WHAT YOU WILL DO:
Convert the material below into a numbered list with one line per item, and leave out any blank lines.

Extracted data entries:
══════════
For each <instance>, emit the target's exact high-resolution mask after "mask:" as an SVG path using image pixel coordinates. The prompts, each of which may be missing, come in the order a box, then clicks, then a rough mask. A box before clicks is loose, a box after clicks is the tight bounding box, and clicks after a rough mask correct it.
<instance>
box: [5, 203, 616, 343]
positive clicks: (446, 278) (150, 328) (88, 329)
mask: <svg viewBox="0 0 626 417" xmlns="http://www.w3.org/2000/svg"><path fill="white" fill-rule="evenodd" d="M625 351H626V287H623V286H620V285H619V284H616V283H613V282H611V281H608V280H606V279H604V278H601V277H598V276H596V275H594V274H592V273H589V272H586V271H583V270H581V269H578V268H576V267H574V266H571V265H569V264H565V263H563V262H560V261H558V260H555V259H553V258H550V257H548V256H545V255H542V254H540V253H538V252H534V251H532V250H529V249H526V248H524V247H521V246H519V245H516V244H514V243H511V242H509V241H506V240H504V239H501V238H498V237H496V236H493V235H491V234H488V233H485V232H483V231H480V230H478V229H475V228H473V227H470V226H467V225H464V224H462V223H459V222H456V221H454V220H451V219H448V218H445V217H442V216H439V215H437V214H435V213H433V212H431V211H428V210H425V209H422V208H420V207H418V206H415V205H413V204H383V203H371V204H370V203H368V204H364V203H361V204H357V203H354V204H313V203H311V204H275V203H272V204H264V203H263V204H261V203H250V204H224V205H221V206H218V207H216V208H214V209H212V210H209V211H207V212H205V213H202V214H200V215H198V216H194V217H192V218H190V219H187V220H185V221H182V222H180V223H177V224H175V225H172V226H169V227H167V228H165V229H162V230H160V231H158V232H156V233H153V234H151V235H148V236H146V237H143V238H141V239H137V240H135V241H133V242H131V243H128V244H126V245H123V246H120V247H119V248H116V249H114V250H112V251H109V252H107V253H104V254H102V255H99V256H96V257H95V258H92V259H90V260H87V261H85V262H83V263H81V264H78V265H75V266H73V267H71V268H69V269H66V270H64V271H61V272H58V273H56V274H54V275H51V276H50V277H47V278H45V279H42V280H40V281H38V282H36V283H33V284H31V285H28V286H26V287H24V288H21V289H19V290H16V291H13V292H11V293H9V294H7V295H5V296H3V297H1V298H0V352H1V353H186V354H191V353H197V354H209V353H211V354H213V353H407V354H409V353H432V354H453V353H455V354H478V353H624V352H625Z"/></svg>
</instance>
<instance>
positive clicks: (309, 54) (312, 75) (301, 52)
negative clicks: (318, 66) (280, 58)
══════════
ANSWER TO THIS TASK:
1. For each <instance>, emit the target's exact high-resolution mask after "mask:" as an SVG path using image pixel coordinates. The prompts, each of which may be missing, come in the order a box, then clicks, then a rough mask. A box before clicks is loose, a box after clicks is the tight bounding box, and clicks after a rough mask correct it.
2. <instance>
3. box: [5, 203, 616, 343]
4. positive clicks: (446, 278) (150, 328) (88, 329)
5. mask: <svg viewBox="0 0 626 417" xmlns="http://www.w3.org/2000/svg"><path fill="white" fill-rule="evenodd" d="M625 351H626V287H623V286H620V285H619V284H616V283H613V282H611V281H608V280H606V279H604V278H601V277H598V276H596V275H594V274H592V273H589V272H586V271H583V270H581V269H578V268H576V267H574V266H571V265H569V264H565V263H563V262H560V261H558V260H555V259H553V258H550V257H548V256H545V255H542V254H540V253H538V252H534V251H532V250H529V249H526V248H524V247H521V246H519V245H516V244H514V243H511V242H509V241H506V240H504V239H501V238H498V237H496V236H493V235H491V234H488V233H485V232H483V231H480V230H478V229H475V228H473V227H470V226H467V225H464V224H462V223H459V222H456V221H454V220H451V219H448V218H445V217H442V216H439V215H437V214H435V213H433V212H431V211H428V210H425V209H422V208H420V207H418V206H415V205H413V204H383V203H371V204H370V203H368V204H364V203H361V204H357V203H354V204H313V203H311V204H275V203H272V204H264V203H263V204H261V203H250V204H224V205H221V206H218V207H216V208H214V209H212V210H209V211H207V212H205V213H202V214H200V215H198V216H194V217H192V218H190V219H187V220H185V221H182V222H180V223H177V224H175V225H172V226H169V227H167V228H165V229H162V230H160V231H158V232H156V233H153V234H151V235H148V236H146V237H143V238H141V239H137V240H135V241H133V242H131V243H128V244H126V245H123V246H120V247H119V248H116V249H114V250H112V251H109V252H107V253H104V254H102V255H99V256H96V257H95V258H92V259H90V260H87V261H85V262H83V263H81V264H78V265H75V266H73V267H71V268H69V269H66V270H64V271H61V272H58V273H56V274H54V275H51V276H50V277H47V278H45V279H42V280H40V281H38V282H36V283H33V284H31V285H28V286H26V287H24V288H21V289H19V290H16V291H13V292H11V293H9V294H7V295H5V296H3V297H1V298H0V352H1V353H186V354H191V353H197V354H209V353H211V354H213V353H407V354H409V353H432V354H453V353H455V354H478V353H624V352H625Z"/></svg>
6. </instance>
7. <instance>
8. positive clicks: (309, 54) (312, 75) (301, 52)
9. negative clicks: (318, 66) (280, 58)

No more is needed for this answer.